• **Task instructions**
Can you extract the rows below from the very first line through the line that contains "131L298 123L296 117L287", including both ends, and repeat them unchanged?

[A data block]
┌──
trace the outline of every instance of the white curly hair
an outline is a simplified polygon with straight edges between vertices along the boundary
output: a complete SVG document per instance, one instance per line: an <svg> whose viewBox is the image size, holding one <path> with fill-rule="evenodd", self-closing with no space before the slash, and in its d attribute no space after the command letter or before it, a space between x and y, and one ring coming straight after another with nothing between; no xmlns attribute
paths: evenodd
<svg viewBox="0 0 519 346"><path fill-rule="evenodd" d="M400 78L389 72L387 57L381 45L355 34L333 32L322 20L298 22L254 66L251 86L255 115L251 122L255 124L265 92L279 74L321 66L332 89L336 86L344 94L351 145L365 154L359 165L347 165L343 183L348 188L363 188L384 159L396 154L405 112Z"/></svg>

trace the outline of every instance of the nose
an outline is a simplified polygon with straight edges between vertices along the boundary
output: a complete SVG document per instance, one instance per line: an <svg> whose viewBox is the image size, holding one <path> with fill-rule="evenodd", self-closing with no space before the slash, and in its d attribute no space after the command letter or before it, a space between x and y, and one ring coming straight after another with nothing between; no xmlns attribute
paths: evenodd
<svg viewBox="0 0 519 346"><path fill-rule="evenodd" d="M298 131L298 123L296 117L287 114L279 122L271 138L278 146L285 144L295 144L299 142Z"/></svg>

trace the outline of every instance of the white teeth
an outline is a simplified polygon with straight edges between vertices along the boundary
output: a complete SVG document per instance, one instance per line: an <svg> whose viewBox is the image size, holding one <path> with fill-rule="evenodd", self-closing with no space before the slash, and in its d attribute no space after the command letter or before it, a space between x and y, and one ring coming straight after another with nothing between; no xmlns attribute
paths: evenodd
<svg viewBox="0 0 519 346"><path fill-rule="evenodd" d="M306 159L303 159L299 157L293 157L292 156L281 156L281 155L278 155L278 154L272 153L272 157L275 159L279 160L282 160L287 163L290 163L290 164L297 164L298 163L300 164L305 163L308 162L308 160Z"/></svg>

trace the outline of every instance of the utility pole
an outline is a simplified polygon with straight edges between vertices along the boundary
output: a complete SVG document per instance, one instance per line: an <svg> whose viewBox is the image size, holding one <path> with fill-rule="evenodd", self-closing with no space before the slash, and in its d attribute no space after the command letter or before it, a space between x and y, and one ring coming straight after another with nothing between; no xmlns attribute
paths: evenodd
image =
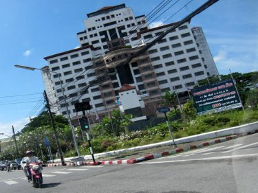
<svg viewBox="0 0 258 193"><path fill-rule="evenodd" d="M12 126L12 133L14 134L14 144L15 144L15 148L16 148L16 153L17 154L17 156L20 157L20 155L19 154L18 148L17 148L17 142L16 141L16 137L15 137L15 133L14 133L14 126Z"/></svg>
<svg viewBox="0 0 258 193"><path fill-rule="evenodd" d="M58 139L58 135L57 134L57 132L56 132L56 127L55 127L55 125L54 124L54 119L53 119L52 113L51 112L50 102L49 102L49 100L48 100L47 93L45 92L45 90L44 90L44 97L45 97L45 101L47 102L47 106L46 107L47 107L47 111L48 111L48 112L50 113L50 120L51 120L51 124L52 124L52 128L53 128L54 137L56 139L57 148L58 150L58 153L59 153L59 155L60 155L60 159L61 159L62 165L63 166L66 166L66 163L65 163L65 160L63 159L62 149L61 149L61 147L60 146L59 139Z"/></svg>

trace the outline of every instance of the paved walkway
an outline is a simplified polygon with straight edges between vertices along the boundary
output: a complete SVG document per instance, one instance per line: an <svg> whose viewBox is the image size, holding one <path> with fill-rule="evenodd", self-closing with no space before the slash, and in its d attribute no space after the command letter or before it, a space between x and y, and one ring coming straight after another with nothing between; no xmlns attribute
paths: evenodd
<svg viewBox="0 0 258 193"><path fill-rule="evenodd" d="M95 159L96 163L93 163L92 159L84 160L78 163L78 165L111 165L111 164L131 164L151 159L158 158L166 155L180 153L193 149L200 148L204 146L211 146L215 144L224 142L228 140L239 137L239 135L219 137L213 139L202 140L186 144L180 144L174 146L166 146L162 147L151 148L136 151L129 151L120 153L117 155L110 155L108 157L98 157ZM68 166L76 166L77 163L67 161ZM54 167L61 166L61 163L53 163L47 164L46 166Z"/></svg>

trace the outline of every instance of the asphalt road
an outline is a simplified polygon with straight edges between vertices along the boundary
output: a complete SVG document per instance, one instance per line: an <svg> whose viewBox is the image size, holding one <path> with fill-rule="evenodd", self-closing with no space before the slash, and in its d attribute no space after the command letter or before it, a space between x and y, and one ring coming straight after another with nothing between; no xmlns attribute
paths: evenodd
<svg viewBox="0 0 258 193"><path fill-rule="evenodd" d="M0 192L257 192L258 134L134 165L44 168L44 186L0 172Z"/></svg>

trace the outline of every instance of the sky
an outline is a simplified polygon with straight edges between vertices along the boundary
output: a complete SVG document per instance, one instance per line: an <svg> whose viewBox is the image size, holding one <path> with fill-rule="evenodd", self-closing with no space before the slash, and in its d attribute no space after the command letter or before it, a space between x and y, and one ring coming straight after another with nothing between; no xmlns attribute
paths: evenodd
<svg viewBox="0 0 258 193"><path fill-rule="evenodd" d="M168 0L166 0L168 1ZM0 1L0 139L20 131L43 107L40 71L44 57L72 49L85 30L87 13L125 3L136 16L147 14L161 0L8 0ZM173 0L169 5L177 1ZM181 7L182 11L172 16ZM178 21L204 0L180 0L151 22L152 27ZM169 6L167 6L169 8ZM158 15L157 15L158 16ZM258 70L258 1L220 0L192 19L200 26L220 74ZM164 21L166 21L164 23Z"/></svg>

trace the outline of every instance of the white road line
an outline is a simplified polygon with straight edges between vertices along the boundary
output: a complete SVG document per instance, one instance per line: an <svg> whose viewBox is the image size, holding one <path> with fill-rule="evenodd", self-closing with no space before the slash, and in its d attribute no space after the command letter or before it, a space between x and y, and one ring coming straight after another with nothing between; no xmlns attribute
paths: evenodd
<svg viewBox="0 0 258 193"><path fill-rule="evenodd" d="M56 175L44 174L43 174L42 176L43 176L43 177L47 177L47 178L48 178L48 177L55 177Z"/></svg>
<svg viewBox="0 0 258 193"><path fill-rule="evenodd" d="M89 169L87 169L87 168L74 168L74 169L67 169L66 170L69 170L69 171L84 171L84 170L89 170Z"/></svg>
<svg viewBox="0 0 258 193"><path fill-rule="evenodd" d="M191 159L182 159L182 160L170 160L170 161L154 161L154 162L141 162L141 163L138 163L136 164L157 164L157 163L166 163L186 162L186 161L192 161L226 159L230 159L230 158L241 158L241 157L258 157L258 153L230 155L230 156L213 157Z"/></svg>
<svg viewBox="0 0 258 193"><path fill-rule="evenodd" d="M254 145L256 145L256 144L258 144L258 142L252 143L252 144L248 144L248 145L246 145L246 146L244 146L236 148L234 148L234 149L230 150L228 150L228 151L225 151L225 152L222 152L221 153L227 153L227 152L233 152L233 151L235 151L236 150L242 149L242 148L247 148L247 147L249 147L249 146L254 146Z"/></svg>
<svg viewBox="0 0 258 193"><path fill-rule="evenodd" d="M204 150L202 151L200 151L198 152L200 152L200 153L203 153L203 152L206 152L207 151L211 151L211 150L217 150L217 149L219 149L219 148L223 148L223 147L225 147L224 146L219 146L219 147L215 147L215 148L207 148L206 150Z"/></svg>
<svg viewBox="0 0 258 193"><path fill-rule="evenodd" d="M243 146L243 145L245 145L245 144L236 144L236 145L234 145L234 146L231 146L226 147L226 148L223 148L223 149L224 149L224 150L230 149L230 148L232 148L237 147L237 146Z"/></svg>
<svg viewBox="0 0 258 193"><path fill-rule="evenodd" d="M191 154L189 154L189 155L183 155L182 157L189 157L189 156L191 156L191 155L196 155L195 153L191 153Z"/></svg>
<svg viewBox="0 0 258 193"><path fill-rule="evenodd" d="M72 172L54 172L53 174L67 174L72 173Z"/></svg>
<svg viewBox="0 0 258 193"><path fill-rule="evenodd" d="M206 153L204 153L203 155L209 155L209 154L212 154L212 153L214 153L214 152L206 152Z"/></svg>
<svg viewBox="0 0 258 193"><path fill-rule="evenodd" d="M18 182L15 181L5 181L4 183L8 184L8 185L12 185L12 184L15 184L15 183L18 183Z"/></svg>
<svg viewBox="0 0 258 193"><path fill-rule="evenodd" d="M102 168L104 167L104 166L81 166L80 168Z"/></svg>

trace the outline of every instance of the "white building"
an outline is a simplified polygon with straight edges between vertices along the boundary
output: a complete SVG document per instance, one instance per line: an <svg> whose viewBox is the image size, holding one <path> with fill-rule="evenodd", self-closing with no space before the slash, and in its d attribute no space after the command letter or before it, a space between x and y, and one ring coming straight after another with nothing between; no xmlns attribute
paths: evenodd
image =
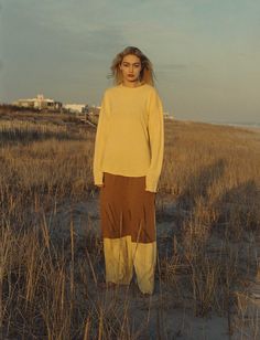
└──
• **Answer in full**
trace the outline of every instance of the white curly hair
an outline is a simplified polygon with straight edges between vertices along the boundary
output: a complete SVG document per instance, one instance per line: an <svg> whose viewBox is the image size, holding one <path> with fill-rule="evenodd", self-closing with no space before the slash, and in its d attribute no space after the command letter or before it, a space between x and y, and one ring coming straight after another with nothing between; no xmlns attribute
paths: evenodd
<svg viewBox="0 0 519 346"><path fill-rule="evenodd" d="M400 78L389 72L387 57L381 45L355 34L333 32L322 20L298 22L254 66L251 86L255 115L251 122L255 124L265 92L279 74L321 66L332 89L336 86L344 94L351 145L365 154L359 165L347 165L343 183L348 188L363 188L384 159L396 154L405 112Z"/></svg>

trace the outline of every instance of the nose
an outline is a simplified polygon with straight edges between vertices along the boundary
output: a complete SVG document per instance, one instance per line: an <svg> whose viewBox is the image size, holding one <path> with fill-rule="evenodd", self-closing with no space before the slash, and in its d attribute no space after the command letter or before it, a space between x and y, and one ring coming straight after another with nothing between; no xmlns attribute
paths: evenodd
<svg viewBox="0 0 519 346"><path fill-rule="evenodd" d="M298 131L298 123L296 117L287 114L279 122L271 138L278 146L285 144L295 144L299 142Z"/></svg>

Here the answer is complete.